*Task*
Only the lines from the line containing "Keypoint guideline: for each instance of the woman in green" to the end of the entries, both included, belong in your answer, and each must match exactly.

::: Available data :::

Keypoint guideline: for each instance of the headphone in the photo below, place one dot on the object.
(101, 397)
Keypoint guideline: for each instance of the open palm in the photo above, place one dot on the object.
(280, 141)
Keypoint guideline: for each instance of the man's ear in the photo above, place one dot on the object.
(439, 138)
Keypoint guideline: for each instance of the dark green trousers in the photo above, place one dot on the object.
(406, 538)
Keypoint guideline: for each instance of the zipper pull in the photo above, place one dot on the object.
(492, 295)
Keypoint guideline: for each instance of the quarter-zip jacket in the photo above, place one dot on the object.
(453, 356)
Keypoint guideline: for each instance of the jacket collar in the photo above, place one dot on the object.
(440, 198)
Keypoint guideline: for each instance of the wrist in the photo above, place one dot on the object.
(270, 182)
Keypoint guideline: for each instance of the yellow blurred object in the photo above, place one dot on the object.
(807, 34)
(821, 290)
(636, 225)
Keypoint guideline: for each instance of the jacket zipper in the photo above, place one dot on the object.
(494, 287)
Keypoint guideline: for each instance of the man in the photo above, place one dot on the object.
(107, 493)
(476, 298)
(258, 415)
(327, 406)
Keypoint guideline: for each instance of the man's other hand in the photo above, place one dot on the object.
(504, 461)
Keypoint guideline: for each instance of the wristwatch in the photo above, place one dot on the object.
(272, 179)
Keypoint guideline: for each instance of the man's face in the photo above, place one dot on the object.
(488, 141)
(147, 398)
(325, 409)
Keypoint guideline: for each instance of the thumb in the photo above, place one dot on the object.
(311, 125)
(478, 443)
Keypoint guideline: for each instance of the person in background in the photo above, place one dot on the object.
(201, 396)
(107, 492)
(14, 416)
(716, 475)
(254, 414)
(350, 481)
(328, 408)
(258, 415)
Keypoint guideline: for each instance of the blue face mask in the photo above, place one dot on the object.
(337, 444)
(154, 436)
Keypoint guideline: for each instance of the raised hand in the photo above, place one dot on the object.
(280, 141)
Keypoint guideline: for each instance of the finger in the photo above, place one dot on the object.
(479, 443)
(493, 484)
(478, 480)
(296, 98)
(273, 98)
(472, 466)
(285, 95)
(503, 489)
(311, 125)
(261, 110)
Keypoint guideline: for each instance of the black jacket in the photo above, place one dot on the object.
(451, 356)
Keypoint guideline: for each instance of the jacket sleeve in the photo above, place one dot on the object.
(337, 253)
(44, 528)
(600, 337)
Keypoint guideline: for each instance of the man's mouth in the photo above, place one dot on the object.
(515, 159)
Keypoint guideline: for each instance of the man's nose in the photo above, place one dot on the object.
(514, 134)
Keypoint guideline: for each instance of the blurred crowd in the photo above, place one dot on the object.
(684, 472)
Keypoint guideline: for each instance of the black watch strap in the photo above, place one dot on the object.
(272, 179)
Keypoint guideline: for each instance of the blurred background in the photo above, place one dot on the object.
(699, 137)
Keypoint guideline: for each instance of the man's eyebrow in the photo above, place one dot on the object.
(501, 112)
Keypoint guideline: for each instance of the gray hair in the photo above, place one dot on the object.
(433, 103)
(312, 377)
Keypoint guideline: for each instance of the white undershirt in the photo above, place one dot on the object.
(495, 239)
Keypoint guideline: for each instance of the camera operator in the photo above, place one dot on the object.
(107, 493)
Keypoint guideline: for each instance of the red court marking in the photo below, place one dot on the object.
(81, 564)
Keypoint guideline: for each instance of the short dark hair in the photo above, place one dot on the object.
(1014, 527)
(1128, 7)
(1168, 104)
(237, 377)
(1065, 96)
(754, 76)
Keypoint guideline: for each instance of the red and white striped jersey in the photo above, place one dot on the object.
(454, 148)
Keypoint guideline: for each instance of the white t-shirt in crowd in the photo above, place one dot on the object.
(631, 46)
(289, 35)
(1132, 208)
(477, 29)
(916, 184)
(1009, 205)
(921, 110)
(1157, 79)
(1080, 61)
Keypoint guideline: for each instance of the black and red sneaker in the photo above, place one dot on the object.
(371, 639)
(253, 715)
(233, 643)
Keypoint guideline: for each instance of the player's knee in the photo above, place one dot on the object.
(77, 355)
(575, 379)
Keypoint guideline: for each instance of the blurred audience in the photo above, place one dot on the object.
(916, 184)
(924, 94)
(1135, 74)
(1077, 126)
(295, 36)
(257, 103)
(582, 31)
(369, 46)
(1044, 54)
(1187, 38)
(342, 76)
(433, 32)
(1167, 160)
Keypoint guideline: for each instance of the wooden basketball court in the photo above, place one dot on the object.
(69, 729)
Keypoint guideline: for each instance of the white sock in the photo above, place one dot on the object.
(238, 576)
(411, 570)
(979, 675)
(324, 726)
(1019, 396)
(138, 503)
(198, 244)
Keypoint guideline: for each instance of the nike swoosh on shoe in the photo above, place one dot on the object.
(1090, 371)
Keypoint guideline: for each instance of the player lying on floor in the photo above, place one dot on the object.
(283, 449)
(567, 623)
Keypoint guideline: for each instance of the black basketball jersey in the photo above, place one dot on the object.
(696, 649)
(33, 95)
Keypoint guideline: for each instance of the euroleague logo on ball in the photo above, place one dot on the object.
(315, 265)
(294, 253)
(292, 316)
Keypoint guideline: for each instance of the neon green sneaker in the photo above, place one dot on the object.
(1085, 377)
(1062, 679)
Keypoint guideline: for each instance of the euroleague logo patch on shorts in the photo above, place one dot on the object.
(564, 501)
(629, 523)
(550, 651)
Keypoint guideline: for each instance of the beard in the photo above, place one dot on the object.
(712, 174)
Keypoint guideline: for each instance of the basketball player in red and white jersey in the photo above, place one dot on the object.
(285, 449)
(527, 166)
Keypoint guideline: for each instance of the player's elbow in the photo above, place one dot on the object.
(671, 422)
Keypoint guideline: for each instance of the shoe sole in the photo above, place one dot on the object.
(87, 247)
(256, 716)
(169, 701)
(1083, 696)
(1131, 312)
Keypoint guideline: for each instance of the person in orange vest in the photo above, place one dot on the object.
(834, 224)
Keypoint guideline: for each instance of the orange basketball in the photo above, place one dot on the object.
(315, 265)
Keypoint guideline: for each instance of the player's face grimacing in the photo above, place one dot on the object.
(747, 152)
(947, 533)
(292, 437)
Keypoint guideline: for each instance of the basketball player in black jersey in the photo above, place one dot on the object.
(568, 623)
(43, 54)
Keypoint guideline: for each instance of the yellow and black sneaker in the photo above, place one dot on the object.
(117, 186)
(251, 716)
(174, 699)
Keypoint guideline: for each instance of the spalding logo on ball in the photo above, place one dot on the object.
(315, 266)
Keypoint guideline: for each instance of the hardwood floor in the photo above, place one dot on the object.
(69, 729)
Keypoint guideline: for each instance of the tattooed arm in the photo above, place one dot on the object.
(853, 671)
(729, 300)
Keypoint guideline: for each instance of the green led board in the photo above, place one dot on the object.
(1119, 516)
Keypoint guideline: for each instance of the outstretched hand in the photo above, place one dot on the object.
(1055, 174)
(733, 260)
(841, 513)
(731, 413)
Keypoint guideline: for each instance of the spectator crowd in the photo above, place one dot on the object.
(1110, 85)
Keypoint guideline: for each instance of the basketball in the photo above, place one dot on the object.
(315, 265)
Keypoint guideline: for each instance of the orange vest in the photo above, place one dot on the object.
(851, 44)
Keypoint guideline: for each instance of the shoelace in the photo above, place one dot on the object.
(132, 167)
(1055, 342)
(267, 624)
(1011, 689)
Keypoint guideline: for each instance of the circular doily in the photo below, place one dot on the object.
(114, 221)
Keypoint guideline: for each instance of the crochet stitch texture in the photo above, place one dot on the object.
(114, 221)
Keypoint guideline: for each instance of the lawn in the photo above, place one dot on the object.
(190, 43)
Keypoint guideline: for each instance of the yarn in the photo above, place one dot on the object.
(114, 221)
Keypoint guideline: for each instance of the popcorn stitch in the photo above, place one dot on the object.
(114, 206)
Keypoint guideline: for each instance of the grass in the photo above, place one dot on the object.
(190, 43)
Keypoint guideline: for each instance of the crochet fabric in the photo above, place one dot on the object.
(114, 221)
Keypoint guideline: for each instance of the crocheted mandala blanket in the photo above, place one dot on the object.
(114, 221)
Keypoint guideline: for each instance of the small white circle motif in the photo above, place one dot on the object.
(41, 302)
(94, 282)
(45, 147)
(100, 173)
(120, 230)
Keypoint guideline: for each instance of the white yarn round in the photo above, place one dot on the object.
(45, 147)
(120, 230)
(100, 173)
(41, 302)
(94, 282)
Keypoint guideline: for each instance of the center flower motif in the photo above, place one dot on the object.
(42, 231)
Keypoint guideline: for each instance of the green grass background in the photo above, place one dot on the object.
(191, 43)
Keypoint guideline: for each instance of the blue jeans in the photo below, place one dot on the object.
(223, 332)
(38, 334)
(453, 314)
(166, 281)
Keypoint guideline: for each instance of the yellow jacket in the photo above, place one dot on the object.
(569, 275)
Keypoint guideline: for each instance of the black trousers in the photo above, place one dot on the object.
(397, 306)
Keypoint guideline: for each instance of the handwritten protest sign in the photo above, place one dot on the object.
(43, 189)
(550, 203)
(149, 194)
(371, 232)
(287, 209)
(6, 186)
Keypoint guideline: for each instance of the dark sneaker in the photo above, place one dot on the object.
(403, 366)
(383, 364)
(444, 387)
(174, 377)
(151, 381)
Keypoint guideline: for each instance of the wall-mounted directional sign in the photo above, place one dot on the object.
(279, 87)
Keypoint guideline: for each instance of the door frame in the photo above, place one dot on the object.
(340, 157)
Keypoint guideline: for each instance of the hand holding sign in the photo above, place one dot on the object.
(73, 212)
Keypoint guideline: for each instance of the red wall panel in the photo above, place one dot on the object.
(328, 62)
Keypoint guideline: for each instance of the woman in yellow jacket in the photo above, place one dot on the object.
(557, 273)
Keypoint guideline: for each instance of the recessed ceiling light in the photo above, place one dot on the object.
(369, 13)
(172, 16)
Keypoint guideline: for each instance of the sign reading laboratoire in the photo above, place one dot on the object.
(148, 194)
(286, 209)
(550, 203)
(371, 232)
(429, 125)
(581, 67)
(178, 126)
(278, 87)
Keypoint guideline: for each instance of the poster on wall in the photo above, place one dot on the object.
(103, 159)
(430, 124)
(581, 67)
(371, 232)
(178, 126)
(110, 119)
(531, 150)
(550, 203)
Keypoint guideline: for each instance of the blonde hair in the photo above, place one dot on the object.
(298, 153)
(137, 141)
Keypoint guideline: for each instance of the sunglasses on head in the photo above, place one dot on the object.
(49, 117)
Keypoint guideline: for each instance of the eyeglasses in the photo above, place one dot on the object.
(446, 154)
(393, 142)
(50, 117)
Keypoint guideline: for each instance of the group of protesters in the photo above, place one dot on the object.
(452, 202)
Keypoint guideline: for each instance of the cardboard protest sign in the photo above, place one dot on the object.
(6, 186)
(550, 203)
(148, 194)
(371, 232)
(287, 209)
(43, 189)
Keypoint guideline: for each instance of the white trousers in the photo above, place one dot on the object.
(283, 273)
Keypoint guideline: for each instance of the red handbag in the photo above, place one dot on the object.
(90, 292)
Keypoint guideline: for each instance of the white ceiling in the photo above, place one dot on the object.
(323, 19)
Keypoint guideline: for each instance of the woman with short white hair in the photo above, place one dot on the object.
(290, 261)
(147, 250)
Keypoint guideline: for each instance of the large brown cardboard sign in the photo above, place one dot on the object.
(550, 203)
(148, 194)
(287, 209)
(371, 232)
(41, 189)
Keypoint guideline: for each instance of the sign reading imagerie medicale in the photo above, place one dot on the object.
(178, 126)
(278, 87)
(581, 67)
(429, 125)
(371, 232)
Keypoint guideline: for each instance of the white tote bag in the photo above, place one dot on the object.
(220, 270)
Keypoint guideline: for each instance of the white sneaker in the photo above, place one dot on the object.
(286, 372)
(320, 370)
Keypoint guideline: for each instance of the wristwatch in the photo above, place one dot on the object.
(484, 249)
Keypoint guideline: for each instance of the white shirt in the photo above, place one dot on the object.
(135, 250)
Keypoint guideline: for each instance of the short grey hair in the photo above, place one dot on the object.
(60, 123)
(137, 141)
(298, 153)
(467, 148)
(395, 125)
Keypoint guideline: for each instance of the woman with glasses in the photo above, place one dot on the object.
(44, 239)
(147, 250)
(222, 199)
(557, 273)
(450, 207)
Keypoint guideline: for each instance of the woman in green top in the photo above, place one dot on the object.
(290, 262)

:::

*Problem solution*
Keypoint guideline: for each instance of the woman in green top in the photo above, place one dot on the object.
(290, 262)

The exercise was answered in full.